## [STORED DATA]
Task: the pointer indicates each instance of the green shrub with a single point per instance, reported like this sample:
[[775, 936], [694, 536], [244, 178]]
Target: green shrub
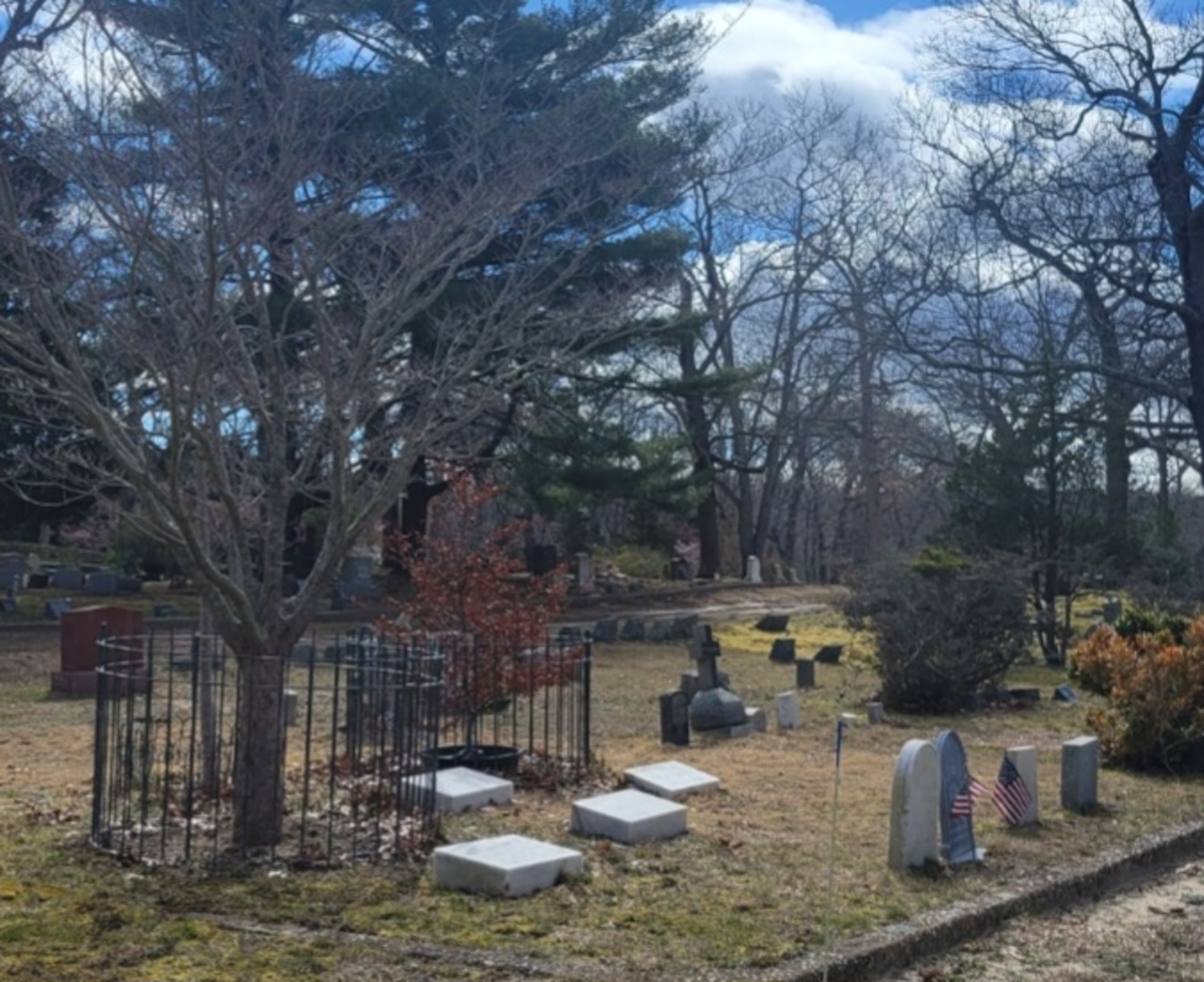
[[944, 631], [1155, 688], [641, 562]]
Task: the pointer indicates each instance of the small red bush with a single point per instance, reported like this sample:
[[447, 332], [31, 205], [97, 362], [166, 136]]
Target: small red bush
[[472, 596]]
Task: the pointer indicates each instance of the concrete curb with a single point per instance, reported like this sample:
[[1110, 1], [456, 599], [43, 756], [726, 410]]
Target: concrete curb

## [PROBLEM DESCRIPTION]
Copy the rows from the line containing "Task: the pointer indicates each instance of the concrete" through the end of the rows, changing every "concrete curb" to "stone curb" and leaving everything else as it is.

## [PROBLEM SOLUTION]
Task: the pointer indicates each instance of the stone curb with a single point per instance, reported like this sample:
[[1110, 1], [456, 599], [43, 756], [726, 410]]
Target: stone curb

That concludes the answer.